> Exercise description
Produce an exact copy of the line containing "of the snow-capped" and of every line after it in the material below, ending with the final line.
══ Dataset records
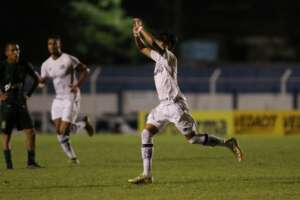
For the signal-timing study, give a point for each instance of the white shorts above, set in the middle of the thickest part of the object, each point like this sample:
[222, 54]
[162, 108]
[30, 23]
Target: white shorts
[65, 109]
[176, 113]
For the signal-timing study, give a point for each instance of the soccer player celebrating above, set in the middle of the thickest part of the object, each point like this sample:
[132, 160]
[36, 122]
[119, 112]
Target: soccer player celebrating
[14, 112]
[173, 107]
[61, 68]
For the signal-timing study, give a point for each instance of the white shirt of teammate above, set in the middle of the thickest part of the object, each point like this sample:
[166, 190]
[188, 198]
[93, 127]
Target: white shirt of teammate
[57, 70]
[165, 76]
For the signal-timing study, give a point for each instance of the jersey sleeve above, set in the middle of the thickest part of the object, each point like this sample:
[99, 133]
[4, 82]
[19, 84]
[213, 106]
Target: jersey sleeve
[74, 61]
[154, 55]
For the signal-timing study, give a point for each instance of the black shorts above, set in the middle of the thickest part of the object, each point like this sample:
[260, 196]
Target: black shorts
[14, 116]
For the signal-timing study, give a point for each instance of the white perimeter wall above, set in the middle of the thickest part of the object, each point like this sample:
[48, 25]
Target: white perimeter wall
[136, 101]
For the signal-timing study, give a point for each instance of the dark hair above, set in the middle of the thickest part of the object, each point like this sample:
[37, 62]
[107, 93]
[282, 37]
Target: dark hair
[169, 38]
[56, 37]
[7, 44]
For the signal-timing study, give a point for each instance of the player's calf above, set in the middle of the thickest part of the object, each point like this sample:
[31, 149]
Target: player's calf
[205, 139]
[7, 151]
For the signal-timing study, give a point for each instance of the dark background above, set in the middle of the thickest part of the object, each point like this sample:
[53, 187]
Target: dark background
[246, 31]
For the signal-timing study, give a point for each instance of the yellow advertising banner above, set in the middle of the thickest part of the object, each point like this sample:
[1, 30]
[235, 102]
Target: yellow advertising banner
[241, 122]
[291, 122]
[257, 122]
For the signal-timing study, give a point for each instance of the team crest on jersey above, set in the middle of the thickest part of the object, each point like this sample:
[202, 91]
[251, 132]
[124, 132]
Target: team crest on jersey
[62, 67]
[158, 70]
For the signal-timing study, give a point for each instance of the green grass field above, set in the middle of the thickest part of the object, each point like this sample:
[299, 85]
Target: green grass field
[181, 170]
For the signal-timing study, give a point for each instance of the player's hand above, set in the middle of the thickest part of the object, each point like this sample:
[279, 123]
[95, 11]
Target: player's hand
[74, 88]
[3, 96]
[137, 22]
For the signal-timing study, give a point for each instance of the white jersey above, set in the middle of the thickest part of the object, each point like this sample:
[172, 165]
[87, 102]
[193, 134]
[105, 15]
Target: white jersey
[59, 70]
[165, 76]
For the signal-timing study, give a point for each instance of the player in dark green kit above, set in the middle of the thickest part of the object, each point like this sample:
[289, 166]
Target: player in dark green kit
[14, 112]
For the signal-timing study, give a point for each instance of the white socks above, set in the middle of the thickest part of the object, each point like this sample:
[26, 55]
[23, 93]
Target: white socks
[147, 150]
[65, 144]
[77, 126]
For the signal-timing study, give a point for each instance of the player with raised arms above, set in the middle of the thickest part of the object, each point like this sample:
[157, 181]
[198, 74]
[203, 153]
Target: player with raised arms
[61, 68]
[173, 106]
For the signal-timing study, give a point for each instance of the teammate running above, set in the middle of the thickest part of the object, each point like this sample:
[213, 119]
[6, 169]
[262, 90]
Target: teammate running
[62, 68]
[173, 106]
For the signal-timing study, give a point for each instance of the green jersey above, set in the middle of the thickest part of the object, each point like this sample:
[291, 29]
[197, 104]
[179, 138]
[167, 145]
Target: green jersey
[12, 81]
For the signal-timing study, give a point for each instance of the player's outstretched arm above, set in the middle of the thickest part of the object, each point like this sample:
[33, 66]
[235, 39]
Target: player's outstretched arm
[139, 42]
[153, 42]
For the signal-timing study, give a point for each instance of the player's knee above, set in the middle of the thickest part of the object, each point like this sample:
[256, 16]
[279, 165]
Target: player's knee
[191, 138]
[146, 137]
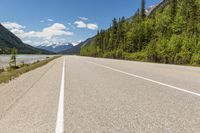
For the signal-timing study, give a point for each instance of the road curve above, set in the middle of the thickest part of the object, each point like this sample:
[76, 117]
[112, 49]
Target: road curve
[102, 95]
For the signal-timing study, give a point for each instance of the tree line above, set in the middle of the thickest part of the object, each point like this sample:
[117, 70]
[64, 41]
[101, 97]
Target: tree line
[170, 35]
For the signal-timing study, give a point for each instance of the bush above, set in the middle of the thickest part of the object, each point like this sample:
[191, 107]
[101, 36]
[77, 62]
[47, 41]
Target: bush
[139, 56]
[195, 59]
[2, 70]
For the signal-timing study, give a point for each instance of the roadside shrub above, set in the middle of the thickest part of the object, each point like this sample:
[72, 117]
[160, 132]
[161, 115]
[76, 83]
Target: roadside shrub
[2, 70]
[139, 56]
[195, 59]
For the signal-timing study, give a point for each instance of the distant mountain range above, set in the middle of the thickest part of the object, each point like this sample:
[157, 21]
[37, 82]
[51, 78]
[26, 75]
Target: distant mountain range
[75, 50]
[8, 41]
[56, 47]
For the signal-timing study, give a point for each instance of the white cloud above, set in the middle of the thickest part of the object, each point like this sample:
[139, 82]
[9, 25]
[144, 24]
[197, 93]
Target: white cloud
[81, 24]
[12, 25]
[50, 20]
[83, 18]
[54, 33]
[92, 26]
[56, 29]
[76, 43]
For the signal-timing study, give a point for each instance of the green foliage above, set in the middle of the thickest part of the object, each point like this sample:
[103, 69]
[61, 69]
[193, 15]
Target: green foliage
[13, 60]
[170, 35]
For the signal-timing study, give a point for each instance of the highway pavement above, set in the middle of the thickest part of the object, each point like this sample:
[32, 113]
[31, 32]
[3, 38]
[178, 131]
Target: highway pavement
[76, 94]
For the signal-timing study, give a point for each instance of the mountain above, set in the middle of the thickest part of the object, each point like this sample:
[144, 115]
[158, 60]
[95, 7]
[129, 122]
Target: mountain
[56, 47]
[76, 49]
[166, 33]
[8, 41]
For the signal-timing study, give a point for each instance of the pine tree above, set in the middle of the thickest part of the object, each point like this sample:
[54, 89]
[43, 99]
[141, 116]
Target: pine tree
[142, 10]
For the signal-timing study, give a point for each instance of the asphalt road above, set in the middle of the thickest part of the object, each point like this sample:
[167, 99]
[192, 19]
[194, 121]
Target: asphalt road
[91, 95]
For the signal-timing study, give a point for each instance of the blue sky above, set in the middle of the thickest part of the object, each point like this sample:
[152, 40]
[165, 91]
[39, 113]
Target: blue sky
[53, 21]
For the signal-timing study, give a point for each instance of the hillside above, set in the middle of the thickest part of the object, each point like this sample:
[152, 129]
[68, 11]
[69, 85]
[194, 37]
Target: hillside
[169, 34]
[8, 41]
[76, 49]
[56, 47]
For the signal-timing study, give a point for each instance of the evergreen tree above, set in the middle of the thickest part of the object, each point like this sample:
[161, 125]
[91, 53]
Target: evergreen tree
[142, 10]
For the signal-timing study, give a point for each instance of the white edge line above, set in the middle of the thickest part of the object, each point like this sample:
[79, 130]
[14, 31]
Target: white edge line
[147, 79]
[60, 113]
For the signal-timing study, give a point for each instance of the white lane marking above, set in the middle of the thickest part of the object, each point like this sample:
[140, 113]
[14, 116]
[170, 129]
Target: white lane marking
[147, 79]
[60, 113]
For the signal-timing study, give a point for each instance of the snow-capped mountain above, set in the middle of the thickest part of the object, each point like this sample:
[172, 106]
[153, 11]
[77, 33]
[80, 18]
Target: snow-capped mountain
[56, 47]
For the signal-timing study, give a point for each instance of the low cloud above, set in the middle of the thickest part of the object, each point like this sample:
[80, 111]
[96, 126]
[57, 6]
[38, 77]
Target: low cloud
[83, 18]
[82, 24]
[55, 32]
[12, 25]
[50, 20]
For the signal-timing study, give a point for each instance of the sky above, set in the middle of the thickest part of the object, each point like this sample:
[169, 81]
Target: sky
[46, 22]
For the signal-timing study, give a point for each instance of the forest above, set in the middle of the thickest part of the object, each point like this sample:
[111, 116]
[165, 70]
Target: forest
[170, 34]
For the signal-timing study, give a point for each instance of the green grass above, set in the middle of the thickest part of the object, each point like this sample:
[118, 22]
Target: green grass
[9, 75]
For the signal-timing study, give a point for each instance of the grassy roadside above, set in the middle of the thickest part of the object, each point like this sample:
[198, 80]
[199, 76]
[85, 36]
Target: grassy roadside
[7, 76]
════
> Solution for this problem
For the signal-timing study, give a point for each instance of the snow-capped mountain above, set in the middle of the thickest part of the object, each point like this sample:
[172, 106]
[153, 11]
[77, 33]
[80, 18]
Target: snow-capped mountain
[56, 47]
For the signal-timing study, give a point for each instance of the low cloud above, set in the middle of the thickest part of the object, each point like this sample:
[80, 111]
[96, 126]
[57, 6]
[38, 77]
Target: low cloud
[83, 18]
[82, 24]
[55, 32]
[12, 25]
[50, 20]
For the signal-timing study, give a point for each instance of the sky above, set in the middle of the thickest part of the object, each point like this sample:
[169, 81]
Target: sky
[46, 22]
For the signal-timing study, give a point for each instance of the forest above, set in the middle of the thickest part of the object, each point like this sample:
[111, 116]
[165, 70]
Target: forest
[170, 34]
For the signal-timing study, give a point for each instance of the green grass above, set in the middle of the thickest part of the object, each point like this sample:
[118, 22]
Target: green grass
[9, 75]
For the signal-timing study, give a point for each instance of the grassy roadside above, set in the middle of the thickest part of the object, each point like this sample:
[198, 80]
[199, 76]
[85, 36]
Target: grassy roadside
[7, 76]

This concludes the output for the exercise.